Extracted text
##########
Study warns that reducing industrial land capacity could weaken regional competitiveness, supply chains, and middle-class employment opportunities
LOS ANGELES — A new white paper released by the Pepperdine School of Public Policy and Beacon Economics highlights the outsized role industrial real estate plays in Southern California’s economy, finding that businesses operating in industrial properties support approximately 1.5 million jobs and generate nearly 11% of the region’s gross domestic product.
The report, The Industrial Ecosystem’s Economic Contributions to Southern California, examines the economic impact of warehouses, distribution centers, manufacturing facilities, and industrial flex properties across Los Angeles, Orange, Riverside, and San Bernardino counties. Researchers argue that industrial land should be viewed as critical infrastructure because of its central role in supporting trade, employment, and economic growth.
According to the study, industrial-sector businesses provide a wide range of services tied to goods movement, manufacturing, construction, and distribution. These industries also support middle-class employment, with average annual wages exceeding $75,000 in Los Angeles County, $82,000 in Orange County, and $64,000 in the Inland Empire.
The report warns that policies that reduce industrial land capacity or convert industrial sites to other uses could have long-term economic consequences. Researchers contend that industrial properties function as part of an interconnected regional ecosystem linking ports, transportation networks, manufacturers, retailers, and consumer markets.
“The importance of the industrial ecosystem to our regional economy cannot be overstated,” said Pete Peterson, dean of the Pepperdine School of Public Policy. He noted that restrictive land-use policies can undermine job creation, economic competitiveness, and regional growth while contributing to the migration of middle-class jobs to other states.
The study emphasizes that the value of industrial real estate extends beyond individual properties. Christopher Thornberg, founding partner of Beacon Economics, said the economic costs of converting industrial land often remain hidden because they affect supplier networks, labor pools, and broader economic activity rather than appearing in individual property transactions.
Researchers found that Southern California’s industrial ecosystem benefits from decades of investment in transportation infrastructure, specialized labor, and supplier relationships that would be difficult and costly to replicate elsewhere. As a result, land-use decisions should consider the performance of the regional economic system rather than focusing solely on the value of individual parcels, the report argues.
Industry groups that supported the research say the findings underscore the strategic importance of preserving industrial capacity in a region that serves as one of the nation’s most important trade gateways.
##########
Dataset
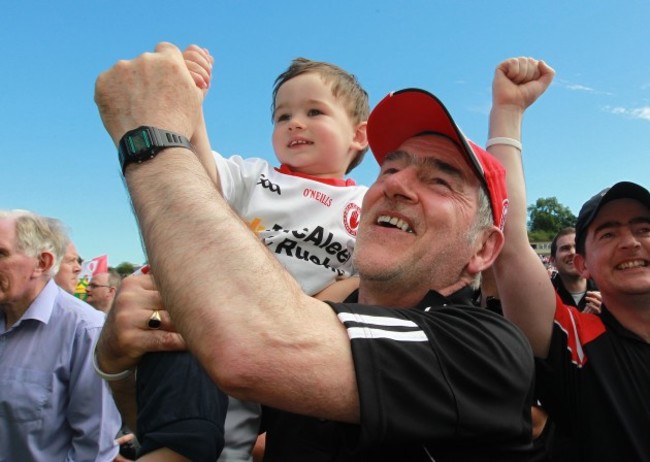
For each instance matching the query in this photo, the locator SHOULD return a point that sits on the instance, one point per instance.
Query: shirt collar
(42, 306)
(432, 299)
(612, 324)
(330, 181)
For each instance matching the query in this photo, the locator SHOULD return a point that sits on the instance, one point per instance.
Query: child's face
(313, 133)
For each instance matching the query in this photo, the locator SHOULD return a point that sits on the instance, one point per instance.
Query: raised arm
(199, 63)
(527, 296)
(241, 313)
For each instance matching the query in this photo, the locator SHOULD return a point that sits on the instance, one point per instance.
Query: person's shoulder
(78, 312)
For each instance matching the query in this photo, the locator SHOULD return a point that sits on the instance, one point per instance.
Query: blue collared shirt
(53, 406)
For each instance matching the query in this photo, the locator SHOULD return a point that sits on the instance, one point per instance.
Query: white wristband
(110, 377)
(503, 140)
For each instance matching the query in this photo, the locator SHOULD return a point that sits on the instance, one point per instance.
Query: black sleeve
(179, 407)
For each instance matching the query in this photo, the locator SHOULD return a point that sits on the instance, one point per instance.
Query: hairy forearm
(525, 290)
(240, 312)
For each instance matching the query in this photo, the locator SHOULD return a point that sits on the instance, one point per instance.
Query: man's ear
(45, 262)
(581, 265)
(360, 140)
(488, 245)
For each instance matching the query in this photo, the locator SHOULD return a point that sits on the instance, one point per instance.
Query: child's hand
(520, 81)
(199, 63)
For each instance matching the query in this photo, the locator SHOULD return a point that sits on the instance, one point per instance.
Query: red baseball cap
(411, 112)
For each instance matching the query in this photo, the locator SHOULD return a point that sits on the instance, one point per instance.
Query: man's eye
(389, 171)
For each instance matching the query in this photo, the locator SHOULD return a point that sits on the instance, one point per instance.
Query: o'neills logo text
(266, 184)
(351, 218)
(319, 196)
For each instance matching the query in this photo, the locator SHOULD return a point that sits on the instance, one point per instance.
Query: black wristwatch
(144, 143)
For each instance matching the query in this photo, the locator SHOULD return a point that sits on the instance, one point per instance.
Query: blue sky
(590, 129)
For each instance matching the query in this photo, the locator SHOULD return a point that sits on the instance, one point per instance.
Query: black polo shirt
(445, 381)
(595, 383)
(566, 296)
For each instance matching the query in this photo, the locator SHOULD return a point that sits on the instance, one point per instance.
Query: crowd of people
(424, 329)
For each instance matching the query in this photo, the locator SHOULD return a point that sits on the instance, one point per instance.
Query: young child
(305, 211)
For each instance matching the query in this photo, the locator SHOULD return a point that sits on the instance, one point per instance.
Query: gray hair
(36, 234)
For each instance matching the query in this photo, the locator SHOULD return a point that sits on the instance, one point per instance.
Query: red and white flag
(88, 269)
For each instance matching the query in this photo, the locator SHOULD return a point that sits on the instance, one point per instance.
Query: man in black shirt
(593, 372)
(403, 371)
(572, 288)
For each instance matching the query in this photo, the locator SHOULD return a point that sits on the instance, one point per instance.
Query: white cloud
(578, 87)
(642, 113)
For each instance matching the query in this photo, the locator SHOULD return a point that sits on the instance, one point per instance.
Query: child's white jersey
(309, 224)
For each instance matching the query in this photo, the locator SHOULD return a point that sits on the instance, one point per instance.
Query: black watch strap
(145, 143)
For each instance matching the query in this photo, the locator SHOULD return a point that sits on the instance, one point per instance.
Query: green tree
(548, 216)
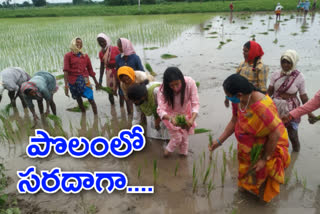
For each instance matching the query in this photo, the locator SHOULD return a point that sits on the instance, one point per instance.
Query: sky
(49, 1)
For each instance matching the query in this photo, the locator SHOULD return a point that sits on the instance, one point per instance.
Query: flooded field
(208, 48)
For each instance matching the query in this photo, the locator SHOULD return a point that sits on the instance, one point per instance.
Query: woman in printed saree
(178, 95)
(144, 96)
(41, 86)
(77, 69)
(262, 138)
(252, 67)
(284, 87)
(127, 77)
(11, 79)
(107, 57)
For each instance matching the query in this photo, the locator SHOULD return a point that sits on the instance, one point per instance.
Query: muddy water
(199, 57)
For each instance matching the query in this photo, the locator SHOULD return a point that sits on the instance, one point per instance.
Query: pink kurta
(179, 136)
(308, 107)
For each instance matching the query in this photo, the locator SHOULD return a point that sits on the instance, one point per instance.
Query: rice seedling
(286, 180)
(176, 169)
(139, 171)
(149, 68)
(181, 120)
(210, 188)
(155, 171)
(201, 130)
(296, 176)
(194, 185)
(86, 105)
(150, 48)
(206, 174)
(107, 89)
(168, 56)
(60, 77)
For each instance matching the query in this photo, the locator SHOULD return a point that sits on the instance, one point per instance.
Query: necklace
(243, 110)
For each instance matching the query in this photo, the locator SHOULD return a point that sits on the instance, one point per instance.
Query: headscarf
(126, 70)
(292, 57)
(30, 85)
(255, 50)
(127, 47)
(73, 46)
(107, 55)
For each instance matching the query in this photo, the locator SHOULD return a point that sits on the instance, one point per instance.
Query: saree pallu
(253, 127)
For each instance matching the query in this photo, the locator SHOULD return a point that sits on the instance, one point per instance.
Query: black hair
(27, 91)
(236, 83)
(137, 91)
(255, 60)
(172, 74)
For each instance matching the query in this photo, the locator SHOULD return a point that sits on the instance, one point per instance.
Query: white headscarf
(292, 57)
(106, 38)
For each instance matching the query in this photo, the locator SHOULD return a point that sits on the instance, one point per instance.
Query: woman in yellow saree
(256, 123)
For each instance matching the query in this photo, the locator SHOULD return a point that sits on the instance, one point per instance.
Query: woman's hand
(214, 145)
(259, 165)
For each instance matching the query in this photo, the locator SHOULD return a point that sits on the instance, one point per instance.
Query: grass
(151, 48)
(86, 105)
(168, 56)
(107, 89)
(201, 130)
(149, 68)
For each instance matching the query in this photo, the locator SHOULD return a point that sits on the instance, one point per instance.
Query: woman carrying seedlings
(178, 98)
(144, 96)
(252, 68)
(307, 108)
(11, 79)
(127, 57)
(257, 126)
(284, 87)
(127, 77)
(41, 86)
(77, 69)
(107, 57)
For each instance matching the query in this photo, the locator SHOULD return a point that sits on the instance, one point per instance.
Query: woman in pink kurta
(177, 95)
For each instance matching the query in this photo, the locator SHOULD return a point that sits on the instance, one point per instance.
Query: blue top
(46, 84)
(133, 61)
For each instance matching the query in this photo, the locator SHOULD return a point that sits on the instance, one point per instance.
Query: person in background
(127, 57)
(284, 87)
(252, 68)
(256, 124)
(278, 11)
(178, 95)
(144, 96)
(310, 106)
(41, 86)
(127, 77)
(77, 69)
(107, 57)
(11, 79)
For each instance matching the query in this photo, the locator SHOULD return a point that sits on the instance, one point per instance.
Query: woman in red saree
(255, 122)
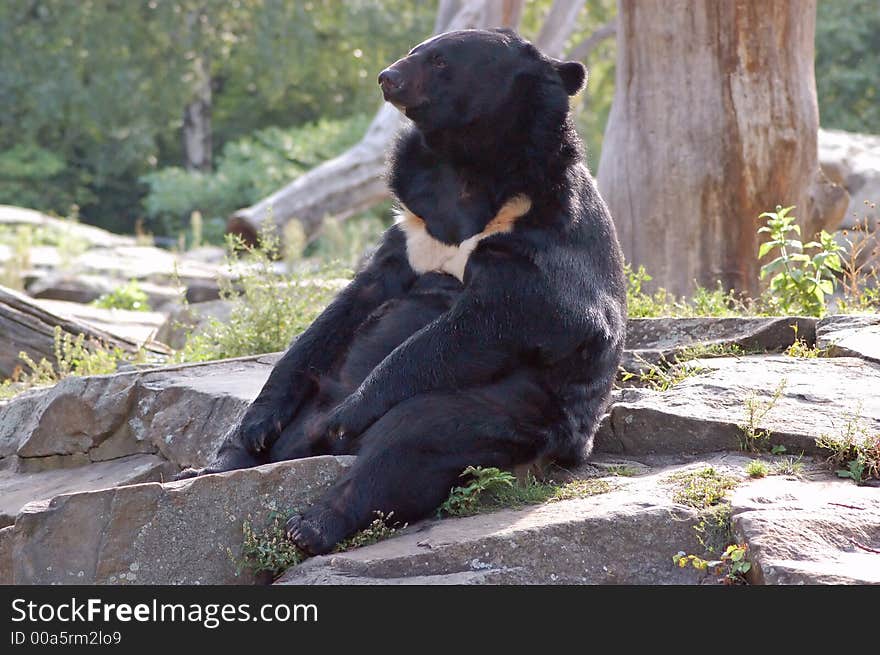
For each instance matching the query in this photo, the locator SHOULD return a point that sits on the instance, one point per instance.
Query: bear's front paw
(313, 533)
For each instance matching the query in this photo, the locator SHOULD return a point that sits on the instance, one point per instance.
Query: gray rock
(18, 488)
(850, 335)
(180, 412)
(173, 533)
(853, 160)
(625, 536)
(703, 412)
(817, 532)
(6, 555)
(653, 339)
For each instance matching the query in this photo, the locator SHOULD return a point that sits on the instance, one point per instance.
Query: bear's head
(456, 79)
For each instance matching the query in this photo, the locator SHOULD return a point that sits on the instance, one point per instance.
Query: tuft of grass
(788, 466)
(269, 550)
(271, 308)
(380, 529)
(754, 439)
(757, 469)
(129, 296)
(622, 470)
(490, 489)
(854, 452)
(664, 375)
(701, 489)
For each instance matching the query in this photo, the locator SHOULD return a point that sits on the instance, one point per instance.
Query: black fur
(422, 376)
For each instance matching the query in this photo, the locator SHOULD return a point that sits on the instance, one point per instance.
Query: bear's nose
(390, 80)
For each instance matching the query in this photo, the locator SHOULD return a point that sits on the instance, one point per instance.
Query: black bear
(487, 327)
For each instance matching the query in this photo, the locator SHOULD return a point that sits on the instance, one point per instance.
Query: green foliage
##########
Activity
Translate this sentence from the article on Southern California's industrial real estate into Spanish: "The report warns that policies that reduce industrial land capacity or convert industrial sites to other uses could have long-term economic consequences."

Task output
El informe advierte que las políticas que reducen la capacidad de suelo industrial o que convierten terrenos industriales a otros usos podrían tener consecuencias económicas a largo plazo.